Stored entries
══════════════════════════════
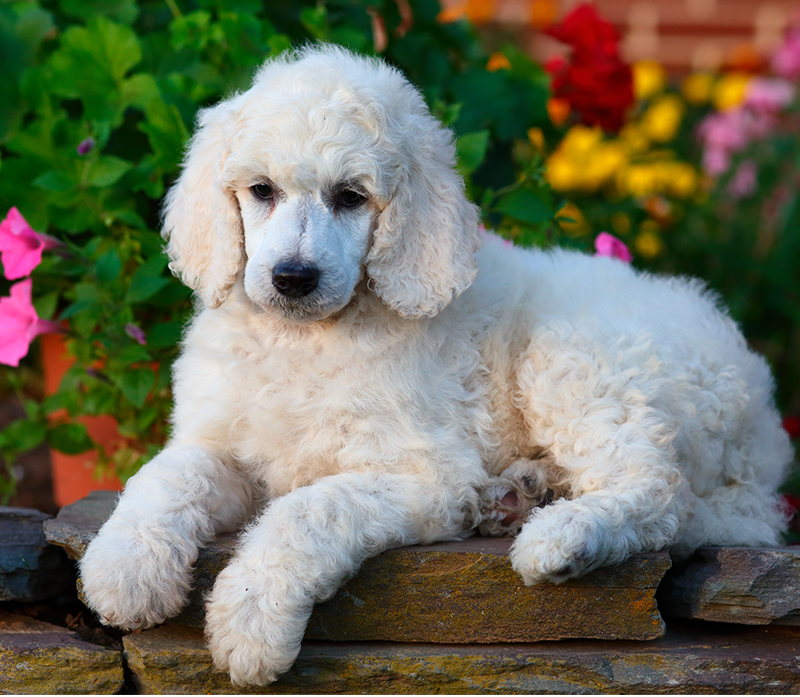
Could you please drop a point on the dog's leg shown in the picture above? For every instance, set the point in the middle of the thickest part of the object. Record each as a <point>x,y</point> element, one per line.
<point>137,571</point>
<point>507,500</point>
<point>305,545</point>
<point>613,452</point>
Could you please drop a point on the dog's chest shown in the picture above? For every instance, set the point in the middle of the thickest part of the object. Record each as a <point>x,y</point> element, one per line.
<point>306,411</point>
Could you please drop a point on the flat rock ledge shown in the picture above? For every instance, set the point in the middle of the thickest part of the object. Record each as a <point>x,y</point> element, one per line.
<point>743,585</point>
<point>457,592</point>
<point>30,568</point>
<point>693,659</point>
<point>43,659</point>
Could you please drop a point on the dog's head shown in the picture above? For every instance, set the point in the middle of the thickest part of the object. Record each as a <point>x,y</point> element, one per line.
<point>328,168</point>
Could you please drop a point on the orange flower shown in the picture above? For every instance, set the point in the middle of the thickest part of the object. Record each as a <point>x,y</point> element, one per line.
<point>558,111</point>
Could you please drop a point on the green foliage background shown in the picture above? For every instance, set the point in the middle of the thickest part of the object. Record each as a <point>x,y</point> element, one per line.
<point>131,75</point>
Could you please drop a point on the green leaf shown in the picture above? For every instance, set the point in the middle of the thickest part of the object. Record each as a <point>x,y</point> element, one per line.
<point>108,266</point>
<point>91,65</point>
<point>107,170</point>
<point>22,435</point>
<point>71,439</point>
<point>164,334</point>
<point>136,384</point>
<point>146,281</point>
<point>525,206</point>
<point>54,181</point>
<point>471,149</point>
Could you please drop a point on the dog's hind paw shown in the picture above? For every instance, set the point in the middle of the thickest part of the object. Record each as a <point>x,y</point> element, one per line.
<point>507,501</point>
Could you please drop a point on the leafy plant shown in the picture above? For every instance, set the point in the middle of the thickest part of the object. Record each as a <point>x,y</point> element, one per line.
<point>97,101</point>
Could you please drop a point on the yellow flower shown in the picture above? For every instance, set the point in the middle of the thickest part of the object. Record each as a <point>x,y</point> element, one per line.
<point>661,121</point>
<point>561,173</point>
<point>697,88</point>
<point>648,242</point>
<point>498,61</point>
<point>621,223</point>
<point>729,92</point>
<point>639,180</point>
<point>558,111</point>
<point>681,179</point>
<point>649,79</point>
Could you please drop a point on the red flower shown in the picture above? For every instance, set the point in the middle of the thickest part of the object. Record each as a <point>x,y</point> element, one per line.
<point>594,80</point>
<point>791,424</point>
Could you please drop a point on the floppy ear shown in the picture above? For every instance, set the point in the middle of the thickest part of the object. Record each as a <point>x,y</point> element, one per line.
<point>202,223</point>
<point>423,247</point>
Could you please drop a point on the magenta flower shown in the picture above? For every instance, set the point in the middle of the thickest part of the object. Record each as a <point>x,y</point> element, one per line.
<point>21,246</point>
<point>85,146</point>
<point>769,94</point>
<point>744,181</point>
<point>609,246</point>
<point>19,323</point>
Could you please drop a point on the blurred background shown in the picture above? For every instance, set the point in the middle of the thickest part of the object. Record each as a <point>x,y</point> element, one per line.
<point>681,35</point>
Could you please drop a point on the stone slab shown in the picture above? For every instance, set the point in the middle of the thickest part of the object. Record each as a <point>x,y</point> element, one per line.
<point>736,584</point>
<point>457,592</point>
<point>41,658</point>
<point>30,568</point>
<point>688,660</point>
<point>76,524</point>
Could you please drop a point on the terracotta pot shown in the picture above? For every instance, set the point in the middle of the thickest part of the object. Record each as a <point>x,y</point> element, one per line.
<point>74,475</point>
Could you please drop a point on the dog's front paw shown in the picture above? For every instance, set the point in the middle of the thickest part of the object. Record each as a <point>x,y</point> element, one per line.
<point>255,623</point>
<point>555,546</point>
<point>133,580</point>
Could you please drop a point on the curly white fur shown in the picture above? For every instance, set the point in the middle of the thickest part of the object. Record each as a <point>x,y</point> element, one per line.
<point>400,398</point>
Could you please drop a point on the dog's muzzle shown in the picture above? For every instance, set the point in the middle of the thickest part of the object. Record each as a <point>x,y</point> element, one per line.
<point>295,280</point>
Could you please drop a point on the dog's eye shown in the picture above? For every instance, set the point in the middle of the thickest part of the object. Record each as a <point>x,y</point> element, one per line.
<point>263,191</point>
<point>347,198</point>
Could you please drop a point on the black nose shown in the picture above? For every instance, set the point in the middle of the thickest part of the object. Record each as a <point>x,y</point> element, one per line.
<point>295,280</point>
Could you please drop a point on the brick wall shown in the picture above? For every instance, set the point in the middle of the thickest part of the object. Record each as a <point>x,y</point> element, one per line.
<point>682,35</point>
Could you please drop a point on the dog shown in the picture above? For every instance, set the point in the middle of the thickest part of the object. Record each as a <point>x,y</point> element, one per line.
<point>367,368</point>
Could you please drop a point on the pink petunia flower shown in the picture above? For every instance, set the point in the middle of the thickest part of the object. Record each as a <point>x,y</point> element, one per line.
<point>19,324</point>
<point>136,333</point>
<point>609,246</point>
<point>21,246</point>
<point>744,181</point>
<point>769,94</point>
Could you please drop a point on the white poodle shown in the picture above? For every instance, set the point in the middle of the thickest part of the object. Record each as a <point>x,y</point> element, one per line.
<point>370,371</point>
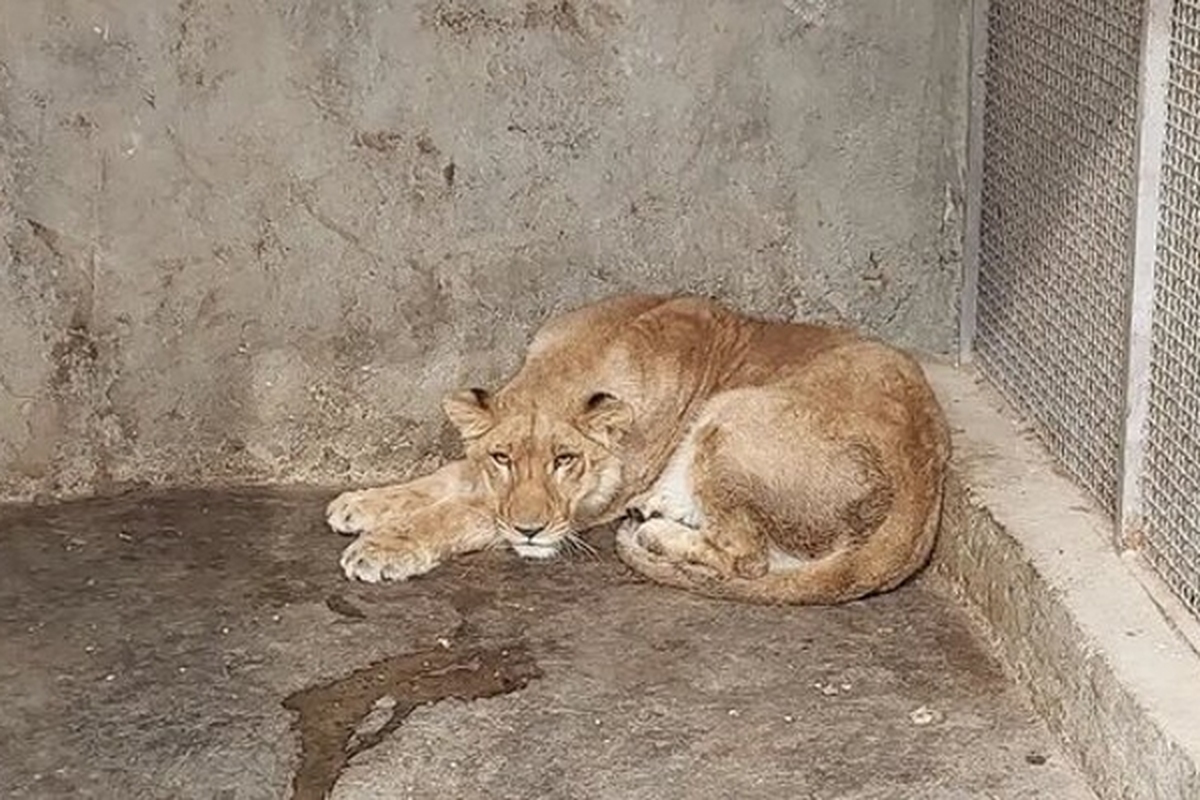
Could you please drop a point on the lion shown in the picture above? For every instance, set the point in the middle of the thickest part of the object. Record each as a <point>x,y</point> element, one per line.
<point>747,459</point>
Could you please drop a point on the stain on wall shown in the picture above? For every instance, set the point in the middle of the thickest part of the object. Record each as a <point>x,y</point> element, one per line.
<point>259,241</point>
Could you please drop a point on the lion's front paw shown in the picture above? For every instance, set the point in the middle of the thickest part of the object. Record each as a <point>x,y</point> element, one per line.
<point>659,504</point>
<point>371,559</point>
<point>666,539</point>
<point>351,512</point>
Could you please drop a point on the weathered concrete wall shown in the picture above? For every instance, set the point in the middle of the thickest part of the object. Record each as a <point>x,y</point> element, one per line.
<point>258,241</point>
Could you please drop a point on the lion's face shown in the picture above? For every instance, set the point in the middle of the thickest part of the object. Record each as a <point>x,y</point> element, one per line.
<point>547,475</point>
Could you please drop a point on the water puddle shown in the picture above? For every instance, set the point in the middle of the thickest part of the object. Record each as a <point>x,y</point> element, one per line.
<point>343,717</point>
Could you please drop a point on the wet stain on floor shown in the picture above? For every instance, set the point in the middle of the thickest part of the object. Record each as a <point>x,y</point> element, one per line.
<point>347,716</point>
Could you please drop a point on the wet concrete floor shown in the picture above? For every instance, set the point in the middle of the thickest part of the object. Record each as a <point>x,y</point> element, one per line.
<point>203,644</point>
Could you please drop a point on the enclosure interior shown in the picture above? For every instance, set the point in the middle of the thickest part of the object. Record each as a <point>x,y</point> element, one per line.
<point>259,242</point>
<point>256,244</point>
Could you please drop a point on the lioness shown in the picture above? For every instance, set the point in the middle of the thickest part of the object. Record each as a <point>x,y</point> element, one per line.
<point>766,462</point>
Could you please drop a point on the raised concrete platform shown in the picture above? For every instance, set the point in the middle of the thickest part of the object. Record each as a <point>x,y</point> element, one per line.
<point>1103,651</point>
<point>203,644</point>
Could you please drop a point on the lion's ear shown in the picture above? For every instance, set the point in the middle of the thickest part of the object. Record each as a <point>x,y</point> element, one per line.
<point>606,419</point>
<point>471,411</point>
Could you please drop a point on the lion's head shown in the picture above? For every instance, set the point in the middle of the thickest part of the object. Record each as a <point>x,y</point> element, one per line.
<point>550,471</point>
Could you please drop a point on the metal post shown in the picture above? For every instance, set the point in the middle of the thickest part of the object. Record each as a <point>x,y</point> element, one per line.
<point>1156,47</point>
<point>969,298</point>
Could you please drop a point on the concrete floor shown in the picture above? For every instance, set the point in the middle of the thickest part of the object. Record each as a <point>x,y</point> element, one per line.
<point>205,645</point>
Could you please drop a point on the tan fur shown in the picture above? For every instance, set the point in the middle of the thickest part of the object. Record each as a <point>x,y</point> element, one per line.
<point>763,462</point>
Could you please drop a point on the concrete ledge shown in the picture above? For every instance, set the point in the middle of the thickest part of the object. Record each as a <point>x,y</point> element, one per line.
<point>1097,647</point>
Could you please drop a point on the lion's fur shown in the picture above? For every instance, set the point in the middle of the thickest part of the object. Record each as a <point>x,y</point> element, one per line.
<point>756,461</point>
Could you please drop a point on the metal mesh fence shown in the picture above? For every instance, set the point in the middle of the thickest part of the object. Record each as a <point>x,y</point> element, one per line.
<point>1057,221</point>
<point>1171,477</point>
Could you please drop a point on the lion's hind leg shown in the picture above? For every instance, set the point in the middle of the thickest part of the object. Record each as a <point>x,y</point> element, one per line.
<point>761,503</point>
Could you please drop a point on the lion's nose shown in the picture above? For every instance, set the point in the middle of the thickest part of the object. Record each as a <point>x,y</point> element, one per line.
<point>529,531</point>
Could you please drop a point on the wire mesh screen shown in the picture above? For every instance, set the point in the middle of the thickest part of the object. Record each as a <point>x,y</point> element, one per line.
<point>1057,221</point>
<point>1171,477</point>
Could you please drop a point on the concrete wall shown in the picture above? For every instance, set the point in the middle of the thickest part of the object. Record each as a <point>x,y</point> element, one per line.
<point>258,241</point>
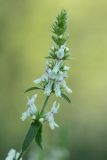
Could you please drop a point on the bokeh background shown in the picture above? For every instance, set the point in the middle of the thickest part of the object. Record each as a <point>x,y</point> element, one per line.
<point>25,39</point>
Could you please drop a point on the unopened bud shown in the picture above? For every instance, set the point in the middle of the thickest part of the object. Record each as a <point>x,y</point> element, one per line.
<point>33,117</point>
<point>41,120</point>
══════════════════════════════
Rewrite the entries from the start through the line with "<point>131,75</point>", swapping "orange flower" for "yellow blossom" and keeping everything else the same. Omit the pictures from your reply.

**Result of the task**
Could you please drop a point on the dog's leg shown in the picture above? For every instance, set the point in the middle of the thickest part of the object. Record each as a <point>x,y</point> element, one per line.
<point>137,571</point>
<point>507,500</point>
<point>305,545</point>
<point>613,452</point>
Could you please drop a point on the dog's chest shown in the picture above? For every instance, set the point in the middle of the thickest part of the object. Record each as a <point>x,y</point> element, one per line.
<point>306,411</point>
Could you please drop a point on the flat rock ledge shown in the picture above? For every instance, set the point in the middle of the thickest part of the object. Record each as a <point>x,y</point> element, one per line.
<point>743,585</point>
<point>457,592</point>
<point>30,568</point>
<point>693,659</point>
<point>43,659</point>
Could you please drop a point on the dog's head shown in the picture above? For every instance, set the point in the middle of the thickest part of the object. Record each as a <point>x,y</point> element, one per line.
<point>328,168</point>
Could you please drop a point on the yellow blossom shown in the picture above? For every instance, set the point in the middle of the thickest part of the object. Record each as a <point>x,y</point> element, one per line.
<point>558,111</point>
Could you please drop a point on the green foliage background shown in the picture above? For every instance, set the point in the middle of the thickest part of the object. Record each as a <point>x,y</point> element, one per line.
<point>131,75</point>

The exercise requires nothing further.